§ **Extrait cité**:

--- --- ---

Même quand ils se mobilisent, les jeunes Européens votent nettement moins que leurs aînés. Leur participation reste inférieure en général. Et dans les enquêtes Eurobaromètre, leur intérêt pour l’élection à venir reste mitigé, à peine 50% pour les 15-24 ans – mais 60% pour les 25-39, supérieur à toutes les autres cohortes, ce qui laisse supposer que l’intérêt exprimé par les votants de 2019 est un acquis. Dans le « Parlemeter » de 2023, 56% des 15-24 déclarent cependant qu’ils sont certains d’aller voter. Et 67% des 25-39 ans, qu’on retrouve aux mêmes niveaux que leurs aînés.  

En outre, leurs sensibilités semblent avoir quelque peu évolué. Les urgences écologiques, les anxiétés économiques et une certaine frustration à l’égard d’un monde politique qui leur paraît impuissant ou sourd nourrissent un désir de radicalité. C’est ce qui explique l’attraction notable exercée par les mouvements radicaux, partout en Europe, sur les citoyens les plus jeunes. En Pologne, par exemple, la volatilité de l’électorat a toujours été une conséquence des mobilisations ponctuelles de la jeunesse. La méfiance des jeunes Polonais à l’égard de leur classe politique et dirigeants nationaux s’exprime aussi bien dans les flambées récurrentes de votes en faveur de candidats ou de partis anti-establishment, comme le « mouvement Palikot » en 2011 (Ruch Poparcia Palikota) libéral-libertaire ou l’aventure « Kukiz-15 » de 2015, d’une rock-star populiste d’extrême droite, pour n’en citer que quelques-uns. ​​Les jeunes forment également le gros des troupes dans les mouvements sociaux comme les Czarny Protest (manifestation noire) de 2016 pour la défense des droits fondamentaux des femmes. Mais le besoin de radicalité peut les amener aussi à soutenir des revendications identitaires. En juin 2024, ils s’apprêtent d’après les sondages à voter à plus de 10% pour l’extrême droite, en plus des 25-29% pour le PiS. En Italie, les Fratelli d’Italia de la cheffe du gouvernement Giorgia Meloni restent très populaires à 29% des intentions de votes – en 2022, elle était arrivée première chez les 25-39 et deuxième chez les 18-24 ans. En France, les enquêtes d’opinion donnent le Rassemblement national en tête dans toutes les tranches d’âge, et très largement premier chez les plus jeunes (18-34 ans) – un sondage IFOP et un autre Yougov en janvier 2024 confirment cette tendance.

--- --- ---

§ **Données fournies**:
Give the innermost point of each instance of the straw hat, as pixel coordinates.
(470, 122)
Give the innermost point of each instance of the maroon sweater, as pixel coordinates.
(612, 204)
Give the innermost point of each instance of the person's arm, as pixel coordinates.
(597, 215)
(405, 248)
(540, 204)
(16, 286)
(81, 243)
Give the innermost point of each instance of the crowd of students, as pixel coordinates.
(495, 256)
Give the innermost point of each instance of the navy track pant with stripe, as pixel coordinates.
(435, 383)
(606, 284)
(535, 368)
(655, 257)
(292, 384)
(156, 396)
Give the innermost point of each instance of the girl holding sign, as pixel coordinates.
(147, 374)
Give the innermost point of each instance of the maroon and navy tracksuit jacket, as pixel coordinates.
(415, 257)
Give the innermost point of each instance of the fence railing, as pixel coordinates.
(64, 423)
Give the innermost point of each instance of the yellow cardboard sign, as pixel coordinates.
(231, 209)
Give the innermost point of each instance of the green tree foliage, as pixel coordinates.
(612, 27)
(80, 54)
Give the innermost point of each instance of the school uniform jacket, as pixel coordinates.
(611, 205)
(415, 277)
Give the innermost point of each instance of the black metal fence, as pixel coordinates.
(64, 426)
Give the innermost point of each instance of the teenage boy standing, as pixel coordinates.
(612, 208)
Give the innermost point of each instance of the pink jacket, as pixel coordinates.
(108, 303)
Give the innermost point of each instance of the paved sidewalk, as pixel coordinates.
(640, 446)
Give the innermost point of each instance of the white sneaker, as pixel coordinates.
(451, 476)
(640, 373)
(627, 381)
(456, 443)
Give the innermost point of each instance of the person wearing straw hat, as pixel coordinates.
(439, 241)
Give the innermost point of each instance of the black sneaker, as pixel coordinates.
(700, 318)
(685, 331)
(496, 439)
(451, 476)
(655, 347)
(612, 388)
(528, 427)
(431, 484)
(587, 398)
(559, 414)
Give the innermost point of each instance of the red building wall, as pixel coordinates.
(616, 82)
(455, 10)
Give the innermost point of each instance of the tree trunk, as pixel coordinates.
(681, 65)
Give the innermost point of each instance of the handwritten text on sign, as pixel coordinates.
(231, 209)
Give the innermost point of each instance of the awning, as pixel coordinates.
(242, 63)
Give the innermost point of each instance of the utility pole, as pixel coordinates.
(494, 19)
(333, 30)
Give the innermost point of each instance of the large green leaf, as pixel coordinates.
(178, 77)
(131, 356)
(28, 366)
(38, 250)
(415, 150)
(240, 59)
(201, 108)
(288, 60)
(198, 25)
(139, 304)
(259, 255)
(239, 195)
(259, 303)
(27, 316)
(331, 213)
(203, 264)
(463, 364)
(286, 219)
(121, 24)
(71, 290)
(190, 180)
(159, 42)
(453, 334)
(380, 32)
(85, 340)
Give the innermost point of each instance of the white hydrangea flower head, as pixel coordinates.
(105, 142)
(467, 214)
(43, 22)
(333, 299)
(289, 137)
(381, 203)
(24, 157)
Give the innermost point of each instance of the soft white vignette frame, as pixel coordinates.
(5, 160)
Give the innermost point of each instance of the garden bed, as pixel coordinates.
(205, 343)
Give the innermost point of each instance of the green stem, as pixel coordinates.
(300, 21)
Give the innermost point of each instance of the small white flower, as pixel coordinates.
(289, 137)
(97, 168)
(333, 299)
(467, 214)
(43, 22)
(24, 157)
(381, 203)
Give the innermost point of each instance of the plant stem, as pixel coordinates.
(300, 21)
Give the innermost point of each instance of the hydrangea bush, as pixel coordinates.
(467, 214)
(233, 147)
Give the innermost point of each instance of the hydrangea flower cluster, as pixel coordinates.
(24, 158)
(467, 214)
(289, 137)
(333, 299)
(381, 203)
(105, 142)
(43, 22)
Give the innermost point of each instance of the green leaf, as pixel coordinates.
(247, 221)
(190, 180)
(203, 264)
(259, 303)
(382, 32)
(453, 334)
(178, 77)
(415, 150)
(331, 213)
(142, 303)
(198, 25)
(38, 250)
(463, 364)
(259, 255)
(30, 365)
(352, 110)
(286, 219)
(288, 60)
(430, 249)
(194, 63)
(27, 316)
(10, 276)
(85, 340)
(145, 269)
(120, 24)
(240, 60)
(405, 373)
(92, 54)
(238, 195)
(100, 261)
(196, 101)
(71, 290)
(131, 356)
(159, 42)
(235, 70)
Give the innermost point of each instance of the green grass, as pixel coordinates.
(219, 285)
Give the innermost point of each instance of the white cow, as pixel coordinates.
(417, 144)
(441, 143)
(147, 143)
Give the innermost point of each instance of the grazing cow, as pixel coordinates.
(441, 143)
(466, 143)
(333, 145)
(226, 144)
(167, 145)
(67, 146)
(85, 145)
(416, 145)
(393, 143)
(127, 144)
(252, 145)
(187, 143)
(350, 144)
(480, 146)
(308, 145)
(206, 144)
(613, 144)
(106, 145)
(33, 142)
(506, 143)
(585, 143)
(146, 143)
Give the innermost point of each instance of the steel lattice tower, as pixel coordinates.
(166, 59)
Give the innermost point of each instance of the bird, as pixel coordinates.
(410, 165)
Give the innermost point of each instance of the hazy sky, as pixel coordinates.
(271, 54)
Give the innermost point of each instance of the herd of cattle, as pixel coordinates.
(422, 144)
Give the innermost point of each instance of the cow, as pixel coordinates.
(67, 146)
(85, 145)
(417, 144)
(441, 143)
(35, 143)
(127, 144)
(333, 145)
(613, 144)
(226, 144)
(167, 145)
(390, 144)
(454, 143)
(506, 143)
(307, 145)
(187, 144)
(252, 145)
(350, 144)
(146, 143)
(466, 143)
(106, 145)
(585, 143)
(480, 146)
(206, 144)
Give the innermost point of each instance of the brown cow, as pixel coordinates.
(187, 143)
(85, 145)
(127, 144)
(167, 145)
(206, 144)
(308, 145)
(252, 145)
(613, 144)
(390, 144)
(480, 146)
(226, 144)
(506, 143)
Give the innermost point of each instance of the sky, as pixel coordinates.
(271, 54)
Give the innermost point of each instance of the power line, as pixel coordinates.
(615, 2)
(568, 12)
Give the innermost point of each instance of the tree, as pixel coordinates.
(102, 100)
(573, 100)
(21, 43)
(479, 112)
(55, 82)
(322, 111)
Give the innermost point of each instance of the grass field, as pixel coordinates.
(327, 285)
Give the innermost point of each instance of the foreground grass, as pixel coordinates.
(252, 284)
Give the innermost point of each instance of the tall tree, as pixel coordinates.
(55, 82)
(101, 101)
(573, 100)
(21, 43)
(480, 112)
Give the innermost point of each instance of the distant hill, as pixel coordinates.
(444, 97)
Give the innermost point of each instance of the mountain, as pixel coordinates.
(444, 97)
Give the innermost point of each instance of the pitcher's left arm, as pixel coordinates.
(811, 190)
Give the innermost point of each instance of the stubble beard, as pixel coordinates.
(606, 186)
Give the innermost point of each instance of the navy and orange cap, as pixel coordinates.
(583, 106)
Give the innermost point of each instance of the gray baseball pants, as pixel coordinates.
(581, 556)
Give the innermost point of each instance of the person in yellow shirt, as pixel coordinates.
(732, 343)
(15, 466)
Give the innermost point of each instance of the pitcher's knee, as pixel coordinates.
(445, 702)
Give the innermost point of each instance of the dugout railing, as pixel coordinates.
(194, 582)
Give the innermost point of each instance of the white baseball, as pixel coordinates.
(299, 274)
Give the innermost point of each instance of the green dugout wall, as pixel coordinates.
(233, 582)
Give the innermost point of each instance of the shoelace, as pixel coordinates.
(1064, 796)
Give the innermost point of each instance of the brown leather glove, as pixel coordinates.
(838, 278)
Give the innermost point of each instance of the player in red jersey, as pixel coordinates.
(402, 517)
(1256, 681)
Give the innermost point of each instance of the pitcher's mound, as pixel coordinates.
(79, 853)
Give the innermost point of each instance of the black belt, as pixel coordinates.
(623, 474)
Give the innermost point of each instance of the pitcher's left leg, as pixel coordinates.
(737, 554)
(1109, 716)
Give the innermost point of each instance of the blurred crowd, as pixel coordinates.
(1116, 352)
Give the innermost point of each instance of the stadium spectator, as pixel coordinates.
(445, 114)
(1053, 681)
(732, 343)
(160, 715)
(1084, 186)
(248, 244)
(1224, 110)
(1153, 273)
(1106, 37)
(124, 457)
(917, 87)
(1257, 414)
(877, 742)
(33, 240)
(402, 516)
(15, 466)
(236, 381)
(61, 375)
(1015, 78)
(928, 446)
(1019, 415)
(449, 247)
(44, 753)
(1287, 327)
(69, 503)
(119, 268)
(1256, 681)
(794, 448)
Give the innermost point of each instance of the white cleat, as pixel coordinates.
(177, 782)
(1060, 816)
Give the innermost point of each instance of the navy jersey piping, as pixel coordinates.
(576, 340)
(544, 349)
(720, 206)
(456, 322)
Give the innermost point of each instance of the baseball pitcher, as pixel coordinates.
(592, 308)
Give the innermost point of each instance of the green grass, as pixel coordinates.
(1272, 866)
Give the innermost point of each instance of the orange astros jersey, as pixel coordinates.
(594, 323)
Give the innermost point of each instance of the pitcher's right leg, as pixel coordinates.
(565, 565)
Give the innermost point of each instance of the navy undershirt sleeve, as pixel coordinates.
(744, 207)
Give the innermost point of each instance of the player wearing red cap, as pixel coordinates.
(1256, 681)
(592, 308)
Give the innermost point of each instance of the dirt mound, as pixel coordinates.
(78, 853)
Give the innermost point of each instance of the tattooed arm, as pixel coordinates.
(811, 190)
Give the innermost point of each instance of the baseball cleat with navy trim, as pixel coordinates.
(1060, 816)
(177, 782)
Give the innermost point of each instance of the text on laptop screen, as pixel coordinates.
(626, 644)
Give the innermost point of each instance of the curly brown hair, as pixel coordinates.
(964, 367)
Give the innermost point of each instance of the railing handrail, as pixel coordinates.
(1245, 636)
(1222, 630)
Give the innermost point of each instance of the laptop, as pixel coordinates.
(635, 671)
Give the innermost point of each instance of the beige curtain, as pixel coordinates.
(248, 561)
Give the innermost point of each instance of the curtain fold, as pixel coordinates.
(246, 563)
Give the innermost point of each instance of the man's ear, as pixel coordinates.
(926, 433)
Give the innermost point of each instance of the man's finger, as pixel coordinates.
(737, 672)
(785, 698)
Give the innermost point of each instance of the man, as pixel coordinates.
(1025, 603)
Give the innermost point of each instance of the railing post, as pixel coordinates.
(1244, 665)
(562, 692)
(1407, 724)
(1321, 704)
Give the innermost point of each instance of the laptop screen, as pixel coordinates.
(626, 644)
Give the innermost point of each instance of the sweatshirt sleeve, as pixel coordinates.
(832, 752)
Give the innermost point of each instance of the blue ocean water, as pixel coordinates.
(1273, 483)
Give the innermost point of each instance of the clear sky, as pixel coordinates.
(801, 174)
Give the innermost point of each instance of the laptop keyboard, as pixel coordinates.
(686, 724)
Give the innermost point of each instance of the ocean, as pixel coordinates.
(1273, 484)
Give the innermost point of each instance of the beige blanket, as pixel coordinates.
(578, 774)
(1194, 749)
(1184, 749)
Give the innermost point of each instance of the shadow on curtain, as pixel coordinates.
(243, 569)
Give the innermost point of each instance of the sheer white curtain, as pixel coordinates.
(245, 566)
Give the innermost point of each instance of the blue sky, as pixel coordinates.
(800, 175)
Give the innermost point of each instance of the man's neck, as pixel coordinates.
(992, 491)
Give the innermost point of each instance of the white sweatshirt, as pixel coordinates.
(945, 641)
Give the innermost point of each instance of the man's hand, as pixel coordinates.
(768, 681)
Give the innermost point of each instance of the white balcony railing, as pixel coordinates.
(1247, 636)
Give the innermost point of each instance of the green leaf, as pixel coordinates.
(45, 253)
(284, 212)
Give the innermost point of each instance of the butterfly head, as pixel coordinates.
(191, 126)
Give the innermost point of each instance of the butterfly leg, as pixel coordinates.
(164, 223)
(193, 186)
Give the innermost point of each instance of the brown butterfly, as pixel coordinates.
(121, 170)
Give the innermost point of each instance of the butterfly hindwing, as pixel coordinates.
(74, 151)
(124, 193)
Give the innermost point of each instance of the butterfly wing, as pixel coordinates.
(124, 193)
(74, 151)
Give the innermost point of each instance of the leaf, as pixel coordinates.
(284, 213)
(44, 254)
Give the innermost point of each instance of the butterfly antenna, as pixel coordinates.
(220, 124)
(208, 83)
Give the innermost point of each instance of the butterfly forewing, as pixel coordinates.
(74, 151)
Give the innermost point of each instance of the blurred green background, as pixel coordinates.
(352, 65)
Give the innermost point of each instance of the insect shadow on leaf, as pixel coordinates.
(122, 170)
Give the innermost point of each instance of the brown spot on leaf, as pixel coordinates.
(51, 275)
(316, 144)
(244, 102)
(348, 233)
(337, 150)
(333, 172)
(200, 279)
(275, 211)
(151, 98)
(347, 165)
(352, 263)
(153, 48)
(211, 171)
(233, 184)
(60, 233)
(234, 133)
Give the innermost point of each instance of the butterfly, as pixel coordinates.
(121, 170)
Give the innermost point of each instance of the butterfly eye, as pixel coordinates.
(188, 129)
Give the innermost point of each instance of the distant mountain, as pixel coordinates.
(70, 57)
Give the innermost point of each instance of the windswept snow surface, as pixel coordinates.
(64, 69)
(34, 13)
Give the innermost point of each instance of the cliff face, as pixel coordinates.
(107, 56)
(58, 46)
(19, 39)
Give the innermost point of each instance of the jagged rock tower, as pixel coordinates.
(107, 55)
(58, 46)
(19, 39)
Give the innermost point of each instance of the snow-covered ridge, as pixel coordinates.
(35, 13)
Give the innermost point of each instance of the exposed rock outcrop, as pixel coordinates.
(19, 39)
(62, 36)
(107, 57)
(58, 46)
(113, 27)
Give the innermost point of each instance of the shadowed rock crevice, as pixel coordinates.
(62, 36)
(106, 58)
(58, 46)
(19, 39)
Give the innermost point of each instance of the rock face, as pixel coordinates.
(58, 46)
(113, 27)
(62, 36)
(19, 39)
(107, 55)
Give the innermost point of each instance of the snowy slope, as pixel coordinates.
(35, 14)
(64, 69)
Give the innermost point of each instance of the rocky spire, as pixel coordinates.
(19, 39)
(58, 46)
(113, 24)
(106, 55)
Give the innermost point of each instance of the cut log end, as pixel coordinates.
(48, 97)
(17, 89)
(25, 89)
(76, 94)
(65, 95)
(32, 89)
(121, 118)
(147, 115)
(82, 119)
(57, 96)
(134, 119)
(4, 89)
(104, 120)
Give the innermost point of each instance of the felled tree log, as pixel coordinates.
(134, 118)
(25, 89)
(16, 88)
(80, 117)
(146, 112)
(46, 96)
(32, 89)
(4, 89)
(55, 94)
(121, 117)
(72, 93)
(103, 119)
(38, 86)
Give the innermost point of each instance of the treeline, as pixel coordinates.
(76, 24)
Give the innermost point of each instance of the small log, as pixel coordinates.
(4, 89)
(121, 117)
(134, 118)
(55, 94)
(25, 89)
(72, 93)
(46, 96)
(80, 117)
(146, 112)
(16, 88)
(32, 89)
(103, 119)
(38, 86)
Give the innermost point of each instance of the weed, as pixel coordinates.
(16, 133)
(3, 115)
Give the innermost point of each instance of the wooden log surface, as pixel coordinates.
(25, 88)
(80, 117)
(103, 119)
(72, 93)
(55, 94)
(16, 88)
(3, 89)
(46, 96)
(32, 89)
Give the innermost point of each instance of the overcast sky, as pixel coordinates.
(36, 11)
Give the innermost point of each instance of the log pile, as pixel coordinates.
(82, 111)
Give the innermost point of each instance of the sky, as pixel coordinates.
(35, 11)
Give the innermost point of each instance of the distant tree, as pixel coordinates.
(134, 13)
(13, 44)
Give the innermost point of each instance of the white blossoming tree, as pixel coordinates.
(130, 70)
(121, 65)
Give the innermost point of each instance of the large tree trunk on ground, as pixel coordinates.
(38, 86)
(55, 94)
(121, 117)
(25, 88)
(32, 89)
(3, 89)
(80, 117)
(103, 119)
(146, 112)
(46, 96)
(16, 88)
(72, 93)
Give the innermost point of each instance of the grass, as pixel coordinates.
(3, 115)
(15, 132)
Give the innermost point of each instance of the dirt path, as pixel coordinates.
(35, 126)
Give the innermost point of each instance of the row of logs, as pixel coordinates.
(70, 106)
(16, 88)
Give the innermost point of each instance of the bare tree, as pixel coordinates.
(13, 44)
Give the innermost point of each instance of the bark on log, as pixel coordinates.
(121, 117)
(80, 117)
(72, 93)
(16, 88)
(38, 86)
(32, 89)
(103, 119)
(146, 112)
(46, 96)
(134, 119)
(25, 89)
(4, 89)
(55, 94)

--- --- ---

§ **Exercice 1**: Transcrivez à l'identique le passage de l'extrait sur le vote des jeunes Européens compris entre « Même quand ils » et « niveaux que leurs aînés. », bornes incluses.
§ **Exercice 2**:
Répondez aux questions suivantes à partir de l'extrait sur le vote des jeunes Européens.
(a) Quelle proportion des 15-24 ans se dit certaine d'aller voter dans le « Parlemeter » de 2023 ?
(b) Quel mouvement social polonais de 2016 est mentionné, et pour quelle cause ?
(c) À combien s'élèvent les intentions de vote pour les Fratelli d'Italia ?

§ **Corrigé 1**:
Même quand ils se mobilisent, les jeunes Européens votent nettement moins que leurs aînés. Leur participation reste inférieure en général. Et dans les enquêtes Eurobaromètre, leur intérêt pour l’élection à venir reste mitigé, à peine 50% pour les 15-24 ans – mais 60% pour les 25-39, supérieur à toutes les autres cohortes, ce qui laisse supposer que l’intérêt exprimé par les votants de 2019 est un acquis. Dans le « Parlemeter » de 2023, 56% des 15-24 déclarent cependant qu’ils sont certains d’aller voter. Et 67% des 25-39 ans, qu’on retrouve aux mêmes niveaux que leurs aînés.

§ **Corrigé 2**:
(a) 56 %.
(b) Les Czarny Protest (manifestation noire), pour la défense des droits fondamentaux des femmes.
(c) 29 %.